DIRECTIVES:
a – In the Sculptor's Village passage, where are most of the finished sculptures sold?
b – Print the Sculptor's Village passage from "With the Sculptor's" up to and including "there live elsewhere.".
c – Give what comes after the last sentence of the Sculptor's Village passage, carrying it on from where it stops.

EXTRACT:
It is this Sculptors Village that is the subject of a hypnotic series by Italian photographer Chiara Goia. In Goia's work, the mass production of counterfeit sculptures almost appears to take place in an achromatic limbo, where discarded limbs and faces litter the ground, as if the scene of some alabaster atrocity.

With the Sculptor's Village series, Goia says that she originally set out to examine the meaning of authenticity and fakeness. Hearing from a fellow student in the Reflexions masterclass back in 2008 about a Chinese village in which a huge number of replicas of famous statues were made, Goia set out Dongcheng to document the town where thousands of mock masterworks were carved every year.

"Dongcheng basically consists of just one road, probably less than half a mile long, with workshops and small houses lining it on each side," Goia tells Co.Design. "There's only a couple of shops, and the closest restaurant is in a neighboring village. It's very small. Most of the people who work there live elsewhere.

Though the Sculptor's Village may be small, it is responsible for thousands of statues a year, most of which are reproductions of famous works such as Michelangelo's David, the Greek Caryatids, Rodin's Thinker, St. Peter's apostles, and the Laocoön. According to workers Goia spoke with, some of these are sold within China, but the majority of the finished sculptures are sold to the West.

LISTED ENTRIES:
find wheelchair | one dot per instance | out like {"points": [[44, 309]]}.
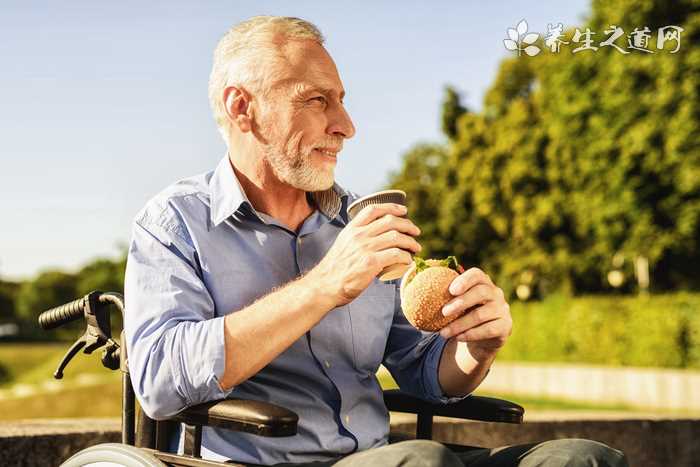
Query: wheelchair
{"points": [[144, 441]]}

--

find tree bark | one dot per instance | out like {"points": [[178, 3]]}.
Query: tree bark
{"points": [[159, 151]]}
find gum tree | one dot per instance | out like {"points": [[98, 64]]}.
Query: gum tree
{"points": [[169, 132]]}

ANSWERS FOR THIS EXERCISE:
a – Most are sold to the West.

b –
With the Sculptor's Village series, Goia says that she originally set out to examine the meaning of authenticity and fakeness. Hearing from a fellow student in the Reflexions masterclass back in 2008 about a Chinese village in which a huge number of replicas of famous statues were made, Goia set out Dongcheng to document the town where thousands of mock masterworks were carved every year.

"Dongcheng basically consists of just one road, probably less than half a mile long, with workshops and small houses lining it on each side," Goia tells Co.Design. "There's only a couple of shops, and the closest restaurant is in a neighboring village. It's very small. Most of the people who work there live elsewhere.

c –
Multiple laborers work on each sculpture, Goia says. Everyone has a role, from hewing the rough form out of a block of stone to carving the hands and faces to chiseling in the detail to filing away the rough edges.

To Goia, Dongcheng is a place of great surrealness and ambiguity, where the plasticity of a sculptor's own body as he works on a statue is juxtaposed against a sculpture's rigidness. When she first arrived, Goia says she thought of these people as counterfeiters. Then she changed her mind. "Over time, as I watched how they worked, I started looking at them as artists," says Goia. "But if I said that to them, they'd just laugh at me. To themselves, they were only workers."